• [Request]: Return the material word for word from its first line through the line that contains "[(640, 174)]", including both of those lines.

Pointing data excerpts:
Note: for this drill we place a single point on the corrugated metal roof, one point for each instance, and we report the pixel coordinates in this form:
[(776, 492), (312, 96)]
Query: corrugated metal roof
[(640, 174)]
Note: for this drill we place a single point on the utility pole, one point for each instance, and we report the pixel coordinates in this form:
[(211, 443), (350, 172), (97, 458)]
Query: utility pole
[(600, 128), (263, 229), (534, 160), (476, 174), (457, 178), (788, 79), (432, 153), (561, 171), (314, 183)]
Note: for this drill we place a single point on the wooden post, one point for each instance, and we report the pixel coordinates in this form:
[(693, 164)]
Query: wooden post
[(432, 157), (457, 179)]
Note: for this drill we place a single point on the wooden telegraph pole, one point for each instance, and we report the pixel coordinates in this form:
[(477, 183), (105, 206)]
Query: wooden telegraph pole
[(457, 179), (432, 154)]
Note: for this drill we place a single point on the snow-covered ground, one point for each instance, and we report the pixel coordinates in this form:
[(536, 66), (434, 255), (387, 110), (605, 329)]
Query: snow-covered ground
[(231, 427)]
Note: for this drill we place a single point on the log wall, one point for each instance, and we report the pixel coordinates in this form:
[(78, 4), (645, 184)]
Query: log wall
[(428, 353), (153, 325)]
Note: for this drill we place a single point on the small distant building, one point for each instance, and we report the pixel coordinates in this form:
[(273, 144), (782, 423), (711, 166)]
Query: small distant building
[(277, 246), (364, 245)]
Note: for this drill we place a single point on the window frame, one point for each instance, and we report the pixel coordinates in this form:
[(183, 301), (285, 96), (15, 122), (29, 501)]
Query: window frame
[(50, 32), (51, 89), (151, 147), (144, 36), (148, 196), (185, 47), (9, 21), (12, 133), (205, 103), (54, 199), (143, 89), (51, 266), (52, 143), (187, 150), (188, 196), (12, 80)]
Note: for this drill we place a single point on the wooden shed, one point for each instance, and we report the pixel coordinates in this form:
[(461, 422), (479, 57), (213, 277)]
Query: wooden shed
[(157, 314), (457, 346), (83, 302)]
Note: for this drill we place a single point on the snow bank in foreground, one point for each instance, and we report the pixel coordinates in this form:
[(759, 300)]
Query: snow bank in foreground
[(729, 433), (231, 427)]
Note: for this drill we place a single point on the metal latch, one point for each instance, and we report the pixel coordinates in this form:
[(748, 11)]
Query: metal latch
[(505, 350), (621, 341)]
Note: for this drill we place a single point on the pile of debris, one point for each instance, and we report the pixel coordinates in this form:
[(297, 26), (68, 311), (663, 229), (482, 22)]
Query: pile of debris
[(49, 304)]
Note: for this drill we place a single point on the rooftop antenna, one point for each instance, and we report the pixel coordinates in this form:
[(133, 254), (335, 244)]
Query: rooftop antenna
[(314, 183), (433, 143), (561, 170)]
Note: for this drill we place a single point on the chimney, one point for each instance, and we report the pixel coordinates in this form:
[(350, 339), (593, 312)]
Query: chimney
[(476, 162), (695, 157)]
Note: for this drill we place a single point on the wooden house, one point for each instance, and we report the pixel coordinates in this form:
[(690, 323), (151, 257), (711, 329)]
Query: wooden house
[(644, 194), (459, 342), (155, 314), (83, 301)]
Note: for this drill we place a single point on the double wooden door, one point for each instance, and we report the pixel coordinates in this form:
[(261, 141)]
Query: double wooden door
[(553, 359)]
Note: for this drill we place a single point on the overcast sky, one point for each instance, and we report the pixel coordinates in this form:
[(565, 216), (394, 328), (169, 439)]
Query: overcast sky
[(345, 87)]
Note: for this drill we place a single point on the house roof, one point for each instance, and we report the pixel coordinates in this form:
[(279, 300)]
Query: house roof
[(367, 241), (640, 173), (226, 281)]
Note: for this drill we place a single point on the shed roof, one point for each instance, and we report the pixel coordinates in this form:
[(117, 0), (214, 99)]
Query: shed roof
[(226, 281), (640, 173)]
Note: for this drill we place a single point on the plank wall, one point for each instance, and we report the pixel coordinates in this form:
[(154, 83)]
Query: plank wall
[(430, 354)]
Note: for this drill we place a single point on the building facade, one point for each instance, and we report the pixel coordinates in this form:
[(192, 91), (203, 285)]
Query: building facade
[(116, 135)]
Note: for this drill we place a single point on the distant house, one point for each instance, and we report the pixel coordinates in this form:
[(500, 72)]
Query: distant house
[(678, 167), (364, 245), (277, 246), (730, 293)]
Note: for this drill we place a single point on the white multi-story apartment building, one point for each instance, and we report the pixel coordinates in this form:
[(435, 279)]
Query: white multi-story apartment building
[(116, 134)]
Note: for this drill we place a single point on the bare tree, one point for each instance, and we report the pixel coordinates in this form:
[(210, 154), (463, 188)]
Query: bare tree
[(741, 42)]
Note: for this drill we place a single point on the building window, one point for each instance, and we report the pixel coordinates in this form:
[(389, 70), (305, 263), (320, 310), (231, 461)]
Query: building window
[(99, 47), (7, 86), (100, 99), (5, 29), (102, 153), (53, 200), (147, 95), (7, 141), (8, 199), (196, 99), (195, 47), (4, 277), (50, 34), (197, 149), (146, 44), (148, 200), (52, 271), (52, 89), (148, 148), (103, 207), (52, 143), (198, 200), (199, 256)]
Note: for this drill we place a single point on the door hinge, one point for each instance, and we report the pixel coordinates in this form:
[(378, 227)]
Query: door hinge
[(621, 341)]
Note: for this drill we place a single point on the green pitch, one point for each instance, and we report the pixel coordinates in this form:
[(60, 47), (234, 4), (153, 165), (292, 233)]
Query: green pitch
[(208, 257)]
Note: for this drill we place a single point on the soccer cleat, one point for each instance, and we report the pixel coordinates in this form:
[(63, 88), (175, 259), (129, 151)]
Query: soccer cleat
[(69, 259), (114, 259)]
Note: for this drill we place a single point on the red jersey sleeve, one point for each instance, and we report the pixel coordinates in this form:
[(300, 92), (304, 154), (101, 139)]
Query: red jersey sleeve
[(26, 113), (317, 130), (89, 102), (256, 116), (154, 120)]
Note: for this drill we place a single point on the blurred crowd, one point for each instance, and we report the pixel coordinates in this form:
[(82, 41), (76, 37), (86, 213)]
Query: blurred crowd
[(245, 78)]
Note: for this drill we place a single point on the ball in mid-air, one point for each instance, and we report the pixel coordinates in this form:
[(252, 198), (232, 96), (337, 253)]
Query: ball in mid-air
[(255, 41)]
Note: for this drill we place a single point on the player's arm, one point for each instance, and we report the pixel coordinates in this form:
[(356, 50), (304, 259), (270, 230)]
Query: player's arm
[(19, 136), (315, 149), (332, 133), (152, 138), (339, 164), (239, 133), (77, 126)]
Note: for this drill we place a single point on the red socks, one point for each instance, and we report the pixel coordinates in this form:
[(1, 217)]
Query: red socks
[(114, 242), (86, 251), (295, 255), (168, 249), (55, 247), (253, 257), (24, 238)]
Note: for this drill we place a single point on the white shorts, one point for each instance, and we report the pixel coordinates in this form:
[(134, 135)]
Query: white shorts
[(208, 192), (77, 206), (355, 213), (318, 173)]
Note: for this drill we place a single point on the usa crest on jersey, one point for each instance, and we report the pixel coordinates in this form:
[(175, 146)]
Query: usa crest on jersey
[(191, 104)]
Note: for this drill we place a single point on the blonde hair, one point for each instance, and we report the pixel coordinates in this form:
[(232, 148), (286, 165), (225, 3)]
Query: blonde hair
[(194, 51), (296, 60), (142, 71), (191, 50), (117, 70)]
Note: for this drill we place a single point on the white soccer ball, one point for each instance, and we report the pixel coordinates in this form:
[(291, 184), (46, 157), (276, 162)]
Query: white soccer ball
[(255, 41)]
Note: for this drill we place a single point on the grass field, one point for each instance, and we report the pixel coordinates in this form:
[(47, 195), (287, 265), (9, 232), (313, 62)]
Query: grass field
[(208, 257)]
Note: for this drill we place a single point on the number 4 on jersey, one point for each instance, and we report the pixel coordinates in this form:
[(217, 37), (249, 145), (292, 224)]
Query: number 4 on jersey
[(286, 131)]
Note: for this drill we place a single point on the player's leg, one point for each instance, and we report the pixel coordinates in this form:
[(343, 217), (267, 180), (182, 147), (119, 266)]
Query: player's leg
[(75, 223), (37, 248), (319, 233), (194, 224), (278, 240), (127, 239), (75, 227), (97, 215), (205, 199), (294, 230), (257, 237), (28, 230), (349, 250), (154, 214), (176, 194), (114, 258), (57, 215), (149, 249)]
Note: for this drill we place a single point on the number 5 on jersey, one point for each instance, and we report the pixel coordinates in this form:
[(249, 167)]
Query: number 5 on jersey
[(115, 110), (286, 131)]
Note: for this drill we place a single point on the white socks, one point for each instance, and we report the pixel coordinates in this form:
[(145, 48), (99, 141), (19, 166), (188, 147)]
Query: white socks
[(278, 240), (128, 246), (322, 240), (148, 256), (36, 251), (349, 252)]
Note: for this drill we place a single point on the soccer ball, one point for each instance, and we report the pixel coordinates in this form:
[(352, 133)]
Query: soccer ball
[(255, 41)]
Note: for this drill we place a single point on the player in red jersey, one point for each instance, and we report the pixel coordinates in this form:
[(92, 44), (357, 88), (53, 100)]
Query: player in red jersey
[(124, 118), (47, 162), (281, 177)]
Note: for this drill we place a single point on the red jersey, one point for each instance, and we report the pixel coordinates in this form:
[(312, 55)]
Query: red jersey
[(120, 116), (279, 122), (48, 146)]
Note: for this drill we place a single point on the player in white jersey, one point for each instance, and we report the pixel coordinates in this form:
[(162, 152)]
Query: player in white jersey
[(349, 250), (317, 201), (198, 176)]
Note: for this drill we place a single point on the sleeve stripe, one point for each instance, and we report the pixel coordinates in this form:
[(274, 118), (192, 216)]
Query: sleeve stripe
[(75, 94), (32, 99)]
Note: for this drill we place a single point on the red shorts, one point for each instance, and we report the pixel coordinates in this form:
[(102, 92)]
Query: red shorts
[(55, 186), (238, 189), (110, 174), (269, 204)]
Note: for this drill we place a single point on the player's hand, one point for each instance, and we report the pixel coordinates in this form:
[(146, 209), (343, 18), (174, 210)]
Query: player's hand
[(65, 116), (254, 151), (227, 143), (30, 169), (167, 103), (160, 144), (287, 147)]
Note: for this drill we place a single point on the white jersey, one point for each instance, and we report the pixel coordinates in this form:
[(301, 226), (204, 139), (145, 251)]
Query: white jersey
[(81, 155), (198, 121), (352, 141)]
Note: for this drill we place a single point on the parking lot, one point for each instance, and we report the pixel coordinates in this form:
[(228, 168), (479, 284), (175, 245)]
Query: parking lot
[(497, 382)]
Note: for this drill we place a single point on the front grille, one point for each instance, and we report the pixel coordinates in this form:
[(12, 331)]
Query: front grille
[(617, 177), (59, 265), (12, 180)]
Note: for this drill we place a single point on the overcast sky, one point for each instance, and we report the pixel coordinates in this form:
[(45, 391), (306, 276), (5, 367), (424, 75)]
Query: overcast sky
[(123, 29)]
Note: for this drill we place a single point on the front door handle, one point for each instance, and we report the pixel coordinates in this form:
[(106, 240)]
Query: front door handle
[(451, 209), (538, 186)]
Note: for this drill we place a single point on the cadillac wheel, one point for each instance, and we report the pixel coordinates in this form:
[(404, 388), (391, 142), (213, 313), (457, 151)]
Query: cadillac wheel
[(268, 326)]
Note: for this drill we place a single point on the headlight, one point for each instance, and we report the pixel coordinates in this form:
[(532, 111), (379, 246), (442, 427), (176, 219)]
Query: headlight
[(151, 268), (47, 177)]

• [Solution to this task]:
Note: for this drill we place a single point on the corrugated metal roof, one point for each instance, and we report the pixel coordinates in this form:
[(776, 492), (312, 96)]
Query: corrugated metal roof
[(640, 174)]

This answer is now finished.